▸ Page excerpt:
Physics 520
Plasma Physics
Spring
Term, 2006
Professors:
Joan Marler and Matt Stoneking
Catalog course description:
Plasma physics is the
study of hot, ionized gases. A plasma, being a collection of charged particles
interacting with each other over long distances via electric and magnetic
forces, exhibits a wide array of complex behavior including waves and
instabilities. Plasmas occur abundantly in space and in the earth's ionosphere.
One of the applications of plasma physics is the production of electric power
from nuclear fusion. Topics covered in this course include motion of charged
particles in electric and magnetic fields, plasma kinetic theory, fluid models,
waves and instabilities, wave-particle interactions (Landau damping), plasma
confinement and transport.
Text: Introduction
to Plasma Physics with Space and Laboratory Applications, by Donald A.
Gurnett and Amitava Bhattacharjee,
Office hours:
Prof. Marler: TBA
Prof. Stoneking: TBA
Appointments can be made to meet with
instructors at other times.
Grading policy:
Grades will be
assigned based on the following elements, weighted as indicated:
Midterm
Exam: 25%
Final
Exam: 30%
Problem sets: 25%
Problem Presentations
/ Article Discussions: 20 %
Exams:
The midterm exam will be a take home
exam. The final exam will be cumulative
and will take place during the regularly scheduled final exam time (Tuesday, 11
December,
Problem sets:
Problem sets will be assigned almost
every week (probably ~8 total), and will usually be due in class on Thursday of
each week. Students are encouraged to
collaborate on problem solutions, but each student must submit his own write-up
of solutions and each student must participate in the solution of each problem.

▸ Short exercise A:
Extract the part of the syllabus starting at "One of the applications" and ending at "by Donald A.".
The syllabus above has no connection to the records that come after it.

▸ Data provided:
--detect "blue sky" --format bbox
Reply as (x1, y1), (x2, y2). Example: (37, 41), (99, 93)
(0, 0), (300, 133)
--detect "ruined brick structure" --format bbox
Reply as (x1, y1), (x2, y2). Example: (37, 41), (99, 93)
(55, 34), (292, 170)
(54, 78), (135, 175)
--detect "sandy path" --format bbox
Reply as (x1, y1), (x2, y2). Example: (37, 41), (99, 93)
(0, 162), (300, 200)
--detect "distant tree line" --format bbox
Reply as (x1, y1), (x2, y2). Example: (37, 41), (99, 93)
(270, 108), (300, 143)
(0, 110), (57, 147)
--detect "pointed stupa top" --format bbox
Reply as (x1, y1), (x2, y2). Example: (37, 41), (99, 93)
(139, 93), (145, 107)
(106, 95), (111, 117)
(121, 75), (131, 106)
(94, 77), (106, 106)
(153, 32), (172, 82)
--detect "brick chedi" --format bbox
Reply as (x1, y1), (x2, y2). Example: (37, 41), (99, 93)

...

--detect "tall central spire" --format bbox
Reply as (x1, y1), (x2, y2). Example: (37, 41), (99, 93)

▸ Short exercise B:
Gather every line of the records that contains the string "bbox".

▸ Full solution A:
One of the applications of plasma physics is the production of electric power
from nuclear fusion. Topics covered in this course include motion of charged
particles in electric and magnetic fields, plasma kinetic theory, fluid models,
waves and instabilities, wave-particle interactions (Landau damping), plasma
confinement and transport.
Text: Introduction
to Plasma Physics with Space and Laboratory Applications, by Donald A.

▸ Full solution B:
--detect "blue sky" --format bbox
--detect "ruined brick structure" --format bbox
--detect "sandy path" --format bbox
--detect "distant tree line" --format bbox
--detect "pointed stupa top" --format bbox
--detect "brick chedi" --format bbox
--detect "tall central spire" --format bbox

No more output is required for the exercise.